# [What is expected]
Copy out the line bearing "In this exercise you will locate the black sock" and all the lines after it, to the very end of the material below, exactly as written.

# [Material shown]
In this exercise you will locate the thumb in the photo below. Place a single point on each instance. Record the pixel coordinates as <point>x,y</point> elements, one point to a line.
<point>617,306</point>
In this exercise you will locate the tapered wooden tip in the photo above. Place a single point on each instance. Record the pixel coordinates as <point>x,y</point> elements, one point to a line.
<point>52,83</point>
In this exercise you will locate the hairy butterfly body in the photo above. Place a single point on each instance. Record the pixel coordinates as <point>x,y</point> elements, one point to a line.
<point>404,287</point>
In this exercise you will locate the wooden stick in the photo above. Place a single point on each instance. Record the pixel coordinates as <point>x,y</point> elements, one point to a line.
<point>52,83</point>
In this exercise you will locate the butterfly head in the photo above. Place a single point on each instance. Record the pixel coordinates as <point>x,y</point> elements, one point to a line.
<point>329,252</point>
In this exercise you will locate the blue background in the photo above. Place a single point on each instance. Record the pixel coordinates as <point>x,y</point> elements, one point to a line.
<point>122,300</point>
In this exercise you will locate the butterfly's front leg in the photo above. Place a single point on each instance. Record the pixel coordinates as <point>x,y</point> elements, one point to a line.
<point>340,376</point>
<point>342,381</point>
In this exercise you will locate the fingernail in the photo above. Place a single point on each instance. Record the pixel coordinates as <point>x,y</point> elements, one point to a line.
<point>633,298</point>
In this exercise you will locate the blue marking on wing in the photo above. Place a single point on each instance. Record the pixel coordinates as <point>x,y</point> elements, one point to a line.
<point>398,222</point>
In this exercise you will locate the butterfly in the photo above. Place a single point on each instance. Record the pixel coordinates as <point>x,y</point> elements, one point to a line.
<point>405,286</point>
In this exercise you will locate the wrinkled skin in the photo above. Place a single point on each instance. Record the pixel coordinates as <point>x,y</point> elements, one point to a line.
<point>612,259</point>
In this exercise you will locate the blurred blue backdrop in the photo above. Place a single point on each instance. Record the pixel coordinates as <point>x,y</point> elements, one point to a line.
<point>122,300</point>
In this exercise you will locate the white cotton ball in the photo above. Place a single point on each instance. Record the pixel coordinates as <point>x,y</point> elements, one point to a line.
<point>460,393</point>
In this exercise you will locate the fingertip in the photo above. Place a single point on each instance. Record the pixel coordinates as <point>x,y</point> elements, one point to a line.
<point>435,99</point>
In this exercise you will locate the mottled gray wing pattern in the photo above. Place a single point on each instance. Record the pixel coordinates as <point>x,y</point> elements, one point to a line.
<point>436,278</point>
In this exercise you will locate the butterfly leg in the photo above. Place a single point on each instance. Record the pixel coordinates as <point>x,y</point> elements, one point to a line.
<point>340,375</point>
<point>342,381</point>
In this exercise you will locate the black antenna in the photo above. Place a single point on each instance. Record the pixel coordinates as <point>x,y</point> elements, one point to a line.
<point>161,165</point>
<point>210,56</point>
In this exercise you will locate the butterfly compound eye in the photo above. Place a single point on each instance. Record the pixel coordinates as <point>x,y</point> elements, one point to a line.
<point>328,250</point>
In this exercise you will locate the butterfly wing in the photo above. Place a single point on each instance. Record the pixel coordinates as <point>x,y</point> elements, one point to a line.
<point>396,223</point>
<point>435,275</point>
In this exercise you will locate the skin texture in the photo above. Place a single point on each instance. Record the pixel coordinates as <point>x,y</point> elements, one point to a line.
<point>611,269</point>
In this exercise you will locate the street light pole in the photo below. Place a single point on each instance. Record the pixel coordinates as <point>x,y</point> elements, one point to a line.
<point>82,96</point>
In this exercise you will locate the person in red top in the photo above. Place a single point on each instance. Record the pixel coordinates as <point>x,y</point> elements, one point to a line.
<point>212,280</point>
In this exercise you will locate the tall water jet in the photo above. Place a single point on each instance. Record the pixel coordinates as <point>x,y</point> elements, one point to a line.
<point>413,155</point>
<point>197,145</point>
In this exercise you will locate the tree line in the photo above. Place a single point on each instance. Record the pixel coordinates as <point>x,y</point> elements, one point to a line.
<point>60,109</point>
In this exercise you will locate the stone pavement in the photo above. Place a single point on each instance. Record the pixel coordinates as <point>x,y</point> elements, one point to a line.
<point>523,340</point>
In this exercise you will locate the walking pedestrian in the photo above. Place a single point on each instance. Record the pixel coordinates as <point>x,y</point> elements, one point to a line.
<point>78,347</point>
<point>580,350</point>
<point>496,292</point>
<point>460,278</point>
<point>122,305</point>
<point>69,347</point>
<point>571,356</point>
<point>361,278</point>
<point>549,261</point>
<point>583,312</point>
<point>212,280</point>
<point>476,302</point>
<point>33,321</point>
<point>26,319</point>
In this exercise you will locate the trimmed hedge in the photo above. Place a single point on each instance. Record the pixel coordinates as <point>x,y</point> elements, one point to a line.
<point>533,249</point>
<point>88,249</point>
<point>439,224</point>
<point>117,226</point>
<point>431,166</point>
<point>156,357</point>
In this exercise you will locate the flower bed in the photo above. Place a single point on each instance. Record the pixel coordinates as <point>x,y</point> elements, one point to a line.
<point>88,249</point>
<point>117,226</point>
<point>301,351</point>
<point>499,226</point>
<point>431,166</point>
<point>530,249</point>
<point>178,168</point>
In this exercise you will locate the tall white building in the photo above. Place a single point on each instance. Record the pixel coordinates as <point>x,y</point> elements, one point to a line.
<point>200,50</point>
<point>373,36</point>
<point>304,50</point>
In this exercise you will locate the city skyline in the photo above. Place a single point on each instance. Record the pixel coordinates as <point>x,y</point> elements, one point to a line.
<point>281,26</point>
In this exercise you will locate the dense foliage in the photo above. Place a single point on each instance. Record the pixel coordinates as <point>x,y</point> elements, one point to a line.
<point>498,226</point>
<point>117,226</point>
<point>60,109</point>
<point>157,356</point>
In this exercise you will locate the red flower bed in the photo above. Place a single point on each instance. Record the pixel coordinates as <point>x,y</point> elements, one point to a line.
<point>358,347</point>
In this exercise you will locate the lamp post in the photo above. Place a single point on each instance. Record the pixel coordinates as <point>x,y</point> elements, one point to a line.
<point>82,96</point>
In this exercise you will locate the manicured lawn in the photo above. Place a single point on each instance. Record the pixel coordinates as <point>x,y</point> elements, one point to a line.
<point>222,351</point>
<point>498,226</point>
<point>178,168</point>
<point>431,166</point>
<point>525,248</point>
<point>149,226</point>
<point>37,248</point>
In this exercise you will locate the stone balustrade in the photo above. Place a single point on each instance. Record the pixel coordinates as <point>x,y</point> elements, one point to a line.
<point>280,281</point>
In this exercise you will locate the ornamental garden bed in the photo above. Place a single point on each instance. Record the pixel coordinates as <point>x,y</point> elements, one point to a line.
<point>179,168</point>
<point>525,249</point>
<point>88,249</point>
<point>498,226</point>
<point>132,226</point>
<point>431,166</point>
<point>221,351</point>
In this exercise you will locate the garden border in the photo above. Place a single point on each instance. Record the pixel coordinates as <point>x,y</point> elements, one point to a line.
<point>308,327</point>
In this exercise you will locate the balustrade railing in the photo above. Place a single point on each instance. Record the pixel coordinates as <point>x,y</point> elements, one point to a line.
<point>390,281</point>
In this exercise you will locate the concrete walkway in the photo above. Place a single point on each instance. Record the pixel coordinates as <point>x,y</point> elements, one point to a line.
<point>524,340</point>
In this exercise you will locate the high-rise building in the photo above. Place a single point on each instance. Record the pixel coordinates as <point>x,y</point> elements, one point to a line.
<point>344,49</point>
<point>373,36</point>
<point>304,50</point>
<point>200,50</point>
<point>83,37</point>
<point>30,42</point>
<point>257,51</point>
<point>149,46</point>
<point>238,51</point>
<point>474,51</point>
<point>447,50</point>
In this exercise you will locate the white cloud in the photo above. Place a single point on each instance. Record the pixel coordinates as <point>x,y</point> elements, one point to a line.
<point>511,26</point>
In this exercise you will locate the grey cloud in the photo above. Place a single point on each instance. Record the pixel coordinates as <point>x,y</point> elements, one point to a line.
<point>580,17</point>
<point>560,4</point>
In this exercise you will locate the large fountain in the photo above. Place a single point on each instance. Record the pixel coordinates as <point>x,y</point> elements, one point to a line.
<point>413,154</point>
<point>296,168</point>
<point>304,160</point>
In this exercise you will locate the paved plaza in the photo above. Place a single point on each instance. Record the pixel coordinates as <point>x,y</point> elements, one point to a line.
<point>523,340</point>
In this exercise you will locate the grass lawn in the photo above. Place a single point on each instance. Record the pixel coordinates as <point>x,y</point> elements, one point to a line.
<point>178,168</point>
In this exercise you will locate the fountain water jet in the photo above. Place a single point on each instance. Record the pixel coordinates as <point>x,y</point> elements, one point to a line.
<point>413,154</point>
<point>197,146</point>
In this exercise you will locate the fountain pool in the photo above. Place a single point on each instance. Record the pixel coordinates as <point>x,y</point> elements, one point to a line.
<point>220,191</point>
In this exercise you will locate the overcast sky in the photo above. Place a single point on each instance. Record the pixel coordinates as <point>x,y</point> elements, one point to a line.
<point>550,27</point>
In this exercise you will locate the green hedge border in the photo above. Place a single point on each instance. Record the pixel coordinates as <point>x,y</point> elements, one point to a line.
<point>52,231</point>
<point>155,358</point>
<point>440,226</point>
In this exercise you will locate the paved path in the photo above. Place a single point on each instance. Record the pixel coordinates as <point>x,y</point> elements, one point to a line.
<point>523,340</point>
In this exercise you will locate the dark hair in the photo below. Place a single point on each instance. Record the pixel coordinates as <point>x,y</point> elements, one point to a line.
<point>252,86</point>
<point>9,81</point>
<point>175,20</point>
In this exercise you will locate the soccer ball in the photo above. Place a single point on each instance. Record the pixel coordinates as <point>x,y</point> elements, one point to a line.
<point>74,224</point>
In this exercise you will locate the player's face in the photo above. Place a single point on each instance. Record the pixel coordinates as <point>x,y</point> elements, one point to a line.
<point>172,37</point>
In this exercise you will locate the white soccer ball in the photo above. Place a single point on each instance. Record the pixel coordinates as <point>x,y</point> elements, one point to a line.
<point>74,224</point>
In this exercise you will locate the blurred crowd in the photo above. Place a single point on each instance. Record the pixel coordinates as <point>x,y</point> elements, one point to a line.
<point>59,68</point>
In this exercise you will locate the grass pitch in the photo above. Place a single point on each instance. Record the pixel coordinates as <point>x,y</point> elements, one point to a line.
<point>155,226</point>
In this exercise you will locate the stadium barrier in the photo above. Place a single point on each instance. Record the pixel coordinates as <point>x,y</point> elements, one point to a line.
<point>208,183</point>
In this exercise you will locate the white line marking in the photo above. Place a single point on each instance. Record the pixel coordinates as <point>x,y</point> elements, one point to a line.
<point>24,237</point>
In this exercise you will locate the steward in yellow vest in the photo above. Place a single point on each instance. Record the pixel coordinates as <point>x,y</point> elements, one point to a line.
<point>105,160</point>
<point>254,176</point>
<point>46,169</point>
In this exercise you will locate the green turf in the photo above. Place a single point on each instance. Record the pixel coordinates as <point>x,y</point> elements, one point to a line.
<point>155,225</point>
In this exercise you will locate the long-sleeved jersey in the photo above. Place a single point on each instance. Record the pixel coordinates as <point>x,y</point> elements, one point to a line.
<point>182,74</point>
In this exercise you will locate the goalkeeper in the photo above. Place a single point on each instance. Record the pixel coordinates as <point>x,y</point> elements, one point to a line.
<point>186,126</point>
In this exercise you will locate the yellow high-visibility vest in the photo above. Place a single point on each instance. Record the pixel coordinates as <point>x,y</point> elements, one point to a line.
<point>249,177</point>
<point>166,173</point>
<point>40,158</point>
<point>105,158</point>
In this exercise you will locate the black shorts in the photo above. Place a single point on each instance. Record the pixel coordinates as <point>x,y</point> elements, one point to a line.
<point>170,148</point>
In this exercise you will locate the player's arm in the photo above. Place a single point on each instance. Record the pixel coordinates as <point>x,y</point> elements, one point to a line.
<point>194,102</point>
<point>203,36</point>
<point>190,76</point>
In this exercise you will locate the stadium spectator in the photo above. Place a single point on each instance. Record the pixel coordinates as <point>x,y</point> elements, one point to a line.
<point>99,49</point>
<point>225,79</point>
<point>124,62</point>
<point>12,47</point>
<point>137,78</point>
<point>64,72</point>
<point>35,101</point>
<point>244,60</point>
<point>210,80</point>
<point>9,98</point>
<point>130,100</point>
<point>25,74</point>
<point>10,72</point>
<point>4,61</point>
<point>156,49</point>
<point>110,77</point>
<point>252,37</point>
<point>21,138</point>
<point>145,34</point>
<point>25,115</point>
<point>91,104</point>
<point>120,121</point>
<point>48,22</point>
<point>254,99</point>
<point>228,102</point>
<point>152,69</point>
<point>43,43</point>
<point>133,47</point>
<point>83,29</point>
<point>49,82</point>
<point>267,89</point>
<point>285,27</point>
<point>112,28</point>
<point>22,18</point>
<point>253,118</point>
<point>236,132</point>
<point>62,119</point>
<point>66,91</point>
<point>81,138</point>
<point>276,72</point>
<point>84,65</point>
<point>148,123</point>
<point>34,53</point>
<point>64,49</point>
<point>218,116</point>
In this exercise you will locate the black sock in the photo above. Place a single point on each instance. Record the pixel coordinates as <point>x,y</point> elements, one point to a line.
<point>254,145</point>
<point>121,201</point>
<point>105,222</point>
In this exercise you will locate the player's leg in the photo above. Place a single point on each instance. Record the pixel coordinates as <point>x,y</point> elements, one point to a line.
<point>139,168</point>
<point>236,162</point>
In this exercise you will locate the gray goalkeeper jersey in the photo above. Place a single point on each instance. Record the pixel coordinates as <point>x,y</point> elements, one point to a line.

# [Exercise response]
In this exercise you will locate the black sock in the photo above. Place a single point on each instance. Record the pixel coordinates as <point>x,y</point> elements, one point to a line.
<point>254,145</point>
<point>121,201</point>
<point>105,222</point>
In this exercise you will locate the player's leg in the photo above. Place a single point on each instance. Record the pixel coordinates as <point>x,y</point> elements, one point to a line.
<point>139,168</point>
<point>236,162</point>
In this exercise you will locate the gray goalkeeper jersey in the photo above. Place a single point on each instance. Record the pixel coordinates as <point>x,y</point> elements, one point to a line.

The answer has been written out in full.